**What you are asked to do:**
Work out how many lines in these entries include the string "green", and give only that figure.

-- Data for the task follows --

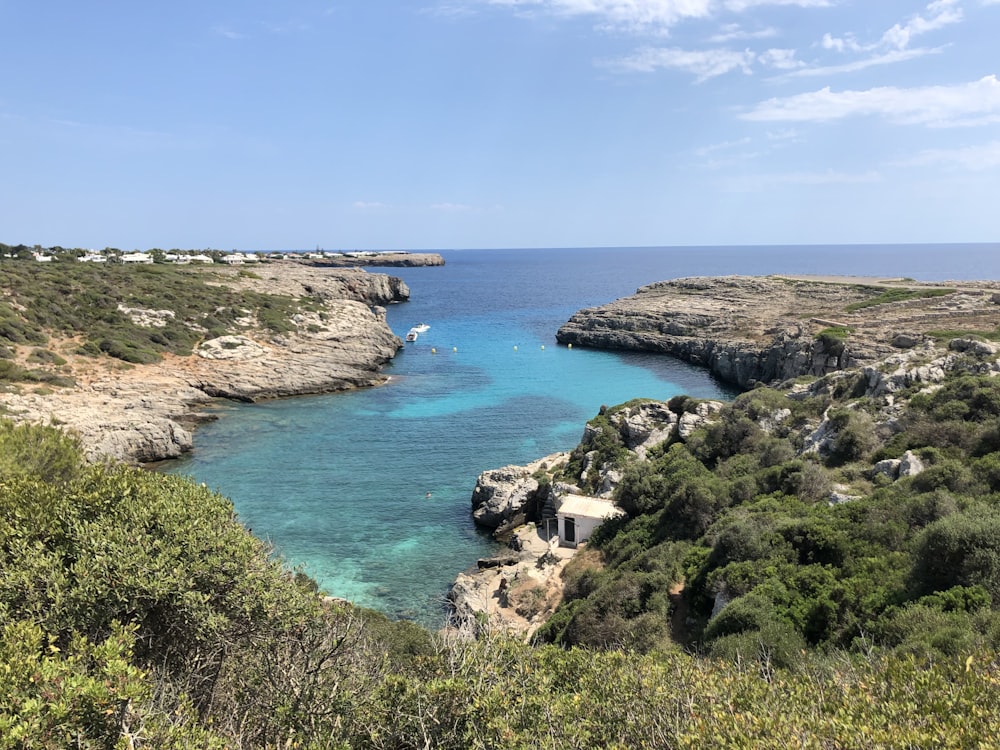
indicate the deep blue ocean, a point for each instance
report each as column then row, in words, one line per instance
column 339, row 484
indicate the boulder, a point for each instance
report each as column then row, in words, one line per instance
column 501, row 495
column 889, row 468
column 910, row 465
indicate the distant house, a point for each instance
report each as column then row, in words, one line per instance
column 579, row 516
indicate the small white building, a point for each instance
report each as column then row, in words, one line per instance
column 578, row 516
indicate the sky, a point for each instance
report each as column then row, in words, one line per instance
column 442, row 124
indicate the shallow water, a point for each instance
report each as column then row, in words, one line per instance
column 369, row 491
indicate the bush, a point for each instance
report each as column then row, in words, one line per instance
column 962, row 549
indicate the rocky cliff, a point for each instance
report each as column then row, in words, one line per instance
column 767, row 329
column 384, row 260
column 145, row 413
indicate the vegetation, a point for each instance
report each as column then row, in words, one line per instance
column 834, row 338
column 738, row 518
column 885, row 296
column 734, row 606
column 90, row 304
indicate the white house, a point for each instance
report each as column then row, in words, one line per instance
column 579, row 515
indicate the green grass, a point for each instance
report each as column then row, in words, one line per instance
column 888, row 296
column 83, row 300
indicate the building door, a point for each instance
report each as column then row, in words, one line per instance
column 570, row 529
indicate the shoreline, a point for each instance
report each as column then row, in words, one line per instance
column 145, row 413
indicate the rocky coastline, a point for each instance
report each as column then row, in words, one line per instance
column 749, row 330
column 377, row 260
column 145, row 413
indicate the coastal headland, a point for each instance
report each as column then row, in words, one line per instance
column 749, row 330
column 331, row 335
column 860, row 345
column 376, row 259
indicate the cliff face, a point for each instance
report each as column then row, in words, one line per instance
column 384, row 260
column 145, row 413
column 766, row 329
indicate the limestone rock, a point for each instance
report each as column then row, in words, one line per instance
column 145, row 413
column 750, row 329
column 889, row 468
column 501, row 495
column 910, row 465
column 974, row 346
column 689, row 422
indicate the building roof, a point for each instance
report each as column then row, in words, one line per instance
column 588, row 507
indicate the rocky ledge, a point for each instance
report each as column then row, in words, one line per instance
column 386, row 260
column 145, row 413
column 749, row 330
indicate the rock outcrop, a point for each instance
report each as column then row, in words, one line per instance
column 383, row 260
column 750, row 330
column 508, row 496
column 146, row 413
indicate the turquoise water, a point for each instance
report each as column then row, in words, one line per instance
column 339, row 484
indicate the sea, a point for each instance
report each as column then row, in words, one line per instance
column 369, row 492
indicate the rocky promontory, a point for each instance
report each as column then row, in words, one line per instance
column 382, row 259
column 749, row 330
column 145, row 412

-- Data for the task concluded --
-- Data for the task follows --

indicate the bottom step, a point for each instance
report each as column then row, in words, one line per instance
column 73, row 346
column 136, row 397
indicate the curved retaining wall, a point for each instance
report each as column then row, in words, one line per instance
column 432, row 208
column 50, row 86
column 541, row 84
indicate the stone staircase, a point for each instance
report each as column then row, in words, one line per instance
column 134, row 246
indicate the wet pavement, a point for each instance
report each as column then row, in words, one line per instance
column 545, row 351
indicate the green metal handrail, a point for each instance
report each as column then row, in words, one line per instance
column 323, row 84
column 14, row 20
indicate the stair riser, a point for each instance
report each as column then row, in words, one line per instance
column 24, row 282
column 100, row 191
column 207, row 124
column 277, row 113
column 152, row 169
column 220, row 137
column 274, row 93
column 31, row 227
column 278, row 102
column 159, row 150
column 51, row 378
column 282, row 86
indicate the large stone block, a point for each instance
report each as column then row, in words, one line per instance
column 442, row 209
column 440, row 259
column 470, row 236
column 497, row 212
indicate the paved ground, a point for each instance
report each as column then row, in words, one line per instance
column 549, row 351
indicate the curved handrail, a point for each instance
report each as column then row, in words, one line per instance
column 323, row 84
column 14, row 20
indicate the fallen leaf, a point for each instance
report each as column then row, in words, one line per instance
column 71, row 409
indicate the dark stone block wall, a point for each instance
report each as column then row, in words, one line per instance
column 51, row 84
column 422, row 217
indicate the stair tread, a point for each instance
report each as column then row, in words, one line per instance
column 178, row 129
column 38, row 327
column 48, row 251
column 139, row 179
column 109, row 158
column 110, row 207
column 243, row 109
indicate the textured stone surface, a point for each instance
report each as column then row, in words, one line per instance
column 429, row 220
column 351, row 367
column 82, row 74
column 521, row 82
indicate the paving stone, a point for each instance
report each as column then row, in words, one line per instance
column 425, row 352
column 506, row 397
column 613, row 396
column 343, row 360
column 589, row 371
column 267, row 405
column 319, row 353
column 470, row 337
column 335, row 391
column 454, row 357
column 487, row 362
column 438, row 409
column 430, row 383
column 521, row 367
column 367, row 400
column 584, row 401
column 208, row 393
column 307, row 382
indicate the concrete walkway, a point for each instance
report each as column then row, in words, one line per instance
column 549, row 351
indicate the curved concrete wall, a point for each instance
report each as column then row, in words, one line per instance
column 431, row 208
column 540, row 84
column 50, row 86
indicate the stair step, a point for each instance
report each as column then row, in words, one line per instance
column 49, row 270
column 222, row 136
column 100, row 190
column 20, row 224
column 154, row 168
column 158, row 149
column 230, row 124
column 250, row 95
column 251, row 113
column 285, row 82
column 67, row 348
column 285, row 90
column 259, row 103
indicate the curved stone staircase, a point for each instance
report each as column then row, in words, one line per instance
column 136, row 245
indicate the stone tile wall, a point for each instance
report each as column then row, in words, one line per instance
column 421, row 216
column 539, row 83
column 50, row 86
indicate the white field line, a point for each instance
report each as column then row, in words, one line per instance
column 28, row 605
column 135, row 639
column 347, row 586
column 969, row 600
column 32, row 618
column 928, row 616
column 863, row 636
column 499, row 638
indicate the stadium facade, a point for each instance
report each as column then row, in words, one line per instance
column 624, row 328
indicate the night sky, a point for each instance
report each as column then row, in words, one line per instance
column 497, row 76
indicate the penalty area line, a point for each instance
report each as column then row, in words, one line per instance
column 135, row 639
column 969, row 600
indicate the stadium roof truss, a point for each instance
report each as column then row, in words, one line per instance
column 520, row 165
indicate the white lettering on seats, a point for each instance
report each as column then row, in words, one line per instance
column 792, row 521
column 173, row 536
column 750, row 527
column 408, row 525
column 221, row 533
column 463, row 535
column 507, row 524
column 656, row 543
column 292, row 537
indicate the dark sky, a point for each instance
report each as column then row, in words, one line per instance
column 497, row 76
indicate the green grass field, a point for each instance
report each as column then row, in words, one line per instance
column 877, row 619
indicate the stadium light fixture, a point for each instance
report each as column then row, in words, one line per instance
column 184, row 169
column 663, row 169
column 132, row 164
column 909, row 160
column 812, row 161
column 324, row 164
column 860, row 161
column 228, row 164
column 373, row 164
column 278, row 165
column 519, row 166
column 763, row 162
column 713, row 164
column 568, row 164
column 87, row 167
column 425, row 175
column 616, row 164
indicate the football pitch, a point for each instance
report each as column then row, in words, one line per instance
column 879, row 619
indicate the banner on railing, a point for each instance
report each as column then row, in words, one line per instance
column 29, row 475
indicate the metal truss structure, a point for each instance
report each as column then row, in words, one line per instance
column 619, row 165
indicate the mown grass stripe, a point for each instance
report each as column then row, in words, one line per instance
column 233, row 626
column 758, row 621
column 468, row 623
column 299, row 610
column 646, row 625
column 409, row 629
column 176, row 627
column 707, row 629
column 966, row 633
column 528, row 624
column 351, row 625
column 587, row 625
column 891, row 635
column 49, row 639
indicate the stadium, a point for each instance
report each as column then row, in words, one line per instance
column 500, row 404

-- Data for the task concluded --
-- Data for the task follows --

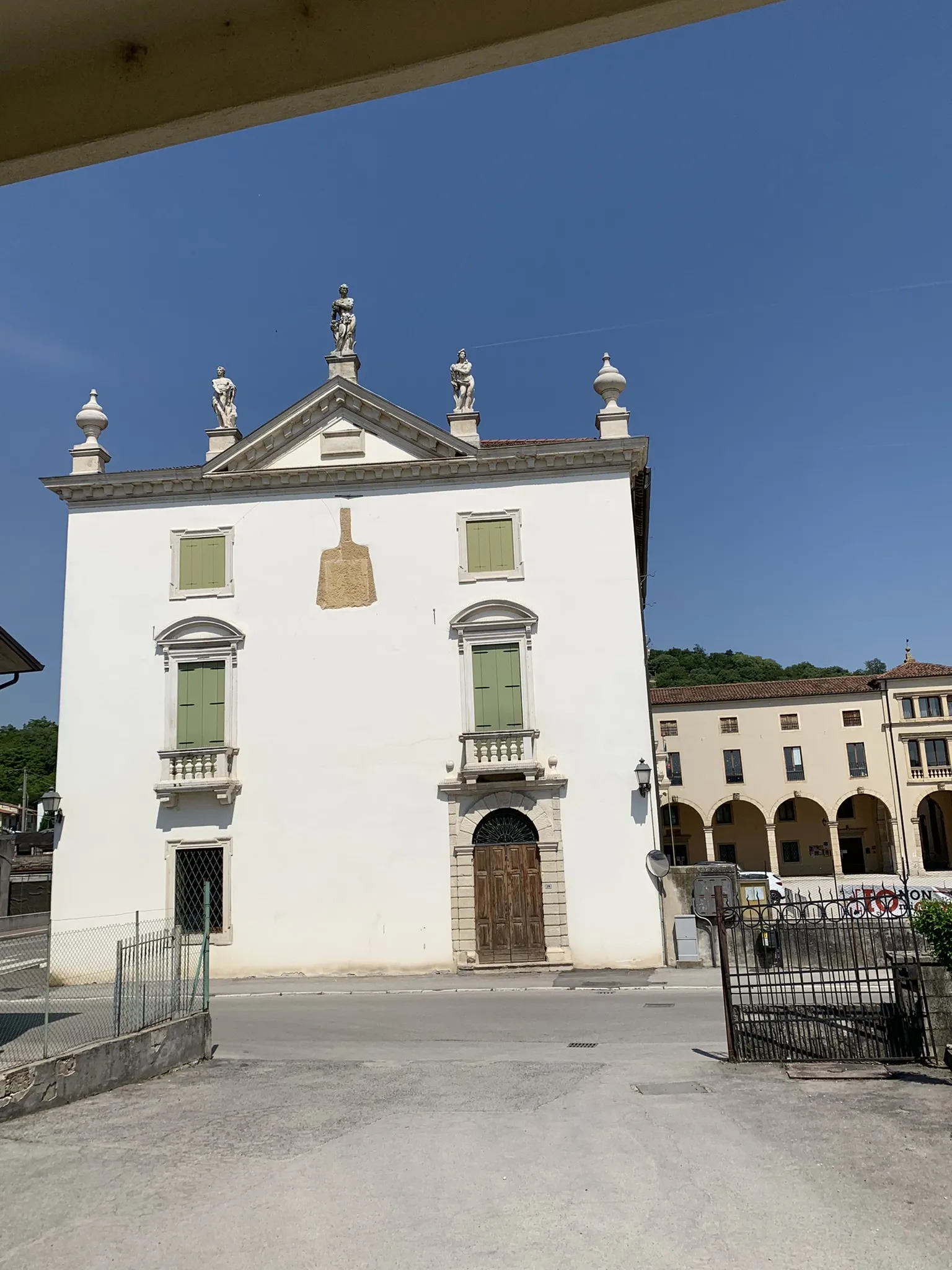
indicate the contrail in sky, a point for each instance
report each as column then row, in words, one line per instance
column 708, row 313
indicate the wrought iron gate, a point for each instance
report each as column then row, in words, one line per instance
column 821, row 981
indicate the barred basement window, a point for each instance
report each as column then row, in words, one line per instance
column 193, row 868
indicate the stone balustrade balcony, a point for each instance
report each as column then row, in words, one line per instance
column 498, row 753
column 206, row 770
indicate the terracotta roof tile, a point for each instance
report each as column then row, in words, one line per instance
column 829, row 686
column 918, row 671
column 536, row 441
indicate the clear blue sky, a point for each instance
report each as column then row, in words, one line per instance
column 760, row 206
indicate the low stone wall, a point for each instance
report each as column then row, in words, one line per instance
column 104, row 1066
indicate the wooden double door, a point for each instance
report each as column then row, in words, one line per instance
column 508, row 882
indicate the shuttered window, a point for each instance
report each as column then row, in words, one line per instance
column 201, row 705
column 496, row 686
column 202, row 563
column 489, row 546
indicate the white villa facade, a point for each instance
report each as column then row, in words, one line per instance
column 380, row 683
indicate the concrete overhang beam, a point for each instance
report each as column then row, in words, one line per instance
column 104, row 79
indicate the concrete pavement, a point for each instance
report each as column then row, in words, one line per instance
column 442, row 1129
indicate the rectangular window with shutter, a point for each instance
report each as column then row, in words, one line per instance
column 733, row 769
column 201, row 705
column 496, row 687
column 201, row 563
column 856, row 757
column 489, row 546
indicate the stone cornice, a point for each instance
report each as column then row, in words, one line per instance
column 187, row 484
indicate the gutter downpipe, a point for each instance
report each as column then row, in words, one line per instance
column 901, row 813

-- Data for the task concluded --

**Answer box:**
3